Source data

- - - - - - -

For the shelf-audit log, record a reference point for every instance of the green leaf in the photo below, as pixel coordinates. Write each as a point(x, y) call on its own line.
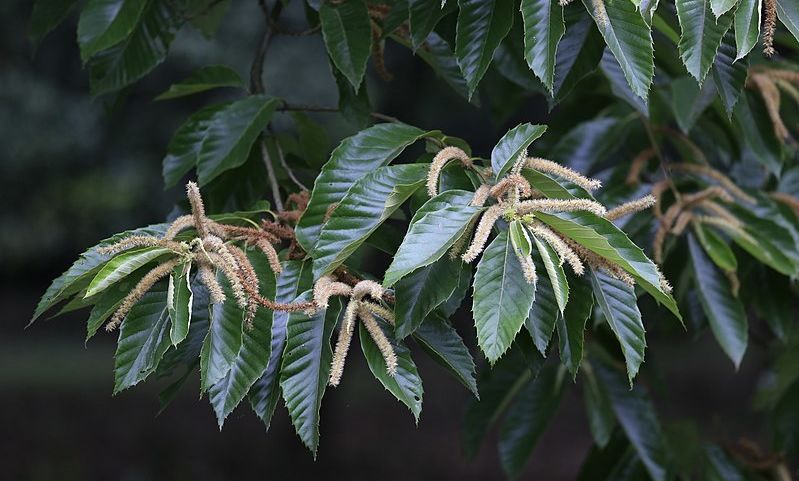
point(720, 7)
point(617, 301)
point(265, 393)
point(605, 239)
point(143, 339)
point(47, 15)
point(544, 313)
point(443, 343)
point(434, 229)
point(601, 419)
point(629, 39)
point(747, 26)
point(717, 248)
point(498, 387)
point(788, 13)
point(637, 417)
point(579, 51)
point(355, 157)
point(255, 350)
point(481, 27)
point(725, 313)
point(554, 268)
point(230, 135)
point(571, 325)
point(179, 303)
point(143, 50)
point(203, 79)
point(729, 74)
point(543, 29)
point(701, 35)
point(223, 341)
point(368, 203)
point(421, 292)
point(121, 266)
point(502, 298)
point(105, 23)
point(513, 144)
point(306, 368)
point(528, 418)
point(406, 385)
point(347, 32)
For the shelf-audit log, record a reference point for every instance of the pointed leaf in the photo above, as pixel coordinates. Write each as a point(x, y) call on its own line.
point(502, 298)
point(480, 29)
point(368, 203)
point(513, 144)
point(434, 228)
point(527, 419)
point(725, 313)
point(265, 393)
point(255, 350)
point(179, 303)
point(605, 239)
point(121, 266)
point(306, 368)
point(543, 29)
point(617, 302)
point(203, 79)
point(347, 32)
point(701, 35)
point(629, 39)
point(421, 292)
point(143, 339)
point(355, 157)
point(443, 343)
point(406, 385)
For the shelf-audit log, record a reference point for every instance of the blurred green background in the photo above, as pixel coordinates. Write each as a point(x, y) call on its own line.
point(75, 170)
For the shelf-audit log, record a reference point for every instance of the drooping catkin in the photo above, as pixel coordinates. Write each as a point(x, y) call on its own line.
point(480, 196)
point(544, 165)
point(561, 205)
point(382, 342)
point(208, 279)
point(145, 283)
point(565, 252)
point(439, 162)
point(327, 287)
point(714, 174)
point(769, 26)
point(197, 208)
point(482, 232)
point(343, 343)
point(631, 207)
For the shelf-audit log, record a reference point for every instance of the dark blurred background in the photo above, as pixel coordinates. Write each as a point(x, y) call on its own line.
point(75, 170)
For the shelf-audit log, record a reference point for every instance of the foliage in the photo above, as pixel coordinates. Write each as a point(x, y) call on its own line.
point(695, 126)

- - - - - - -

Aim:
Pull out the lines from the one containing "of the dark" through the end of the source data, including both of those lines, and repeat them word for word.

Result of this task:
For the shelf-audit log, record a reference point for every instance of the dark blurred background in the photo above, as pixel coordinates. Write each as a point(x, y) call on its own line.
point(75, 170)
For the shelf-audit log, record a reference point for every instance of the foliage in the photo above, as pixel coordinates. Write each as a point(x, y) call on its own line.
point(695, 126)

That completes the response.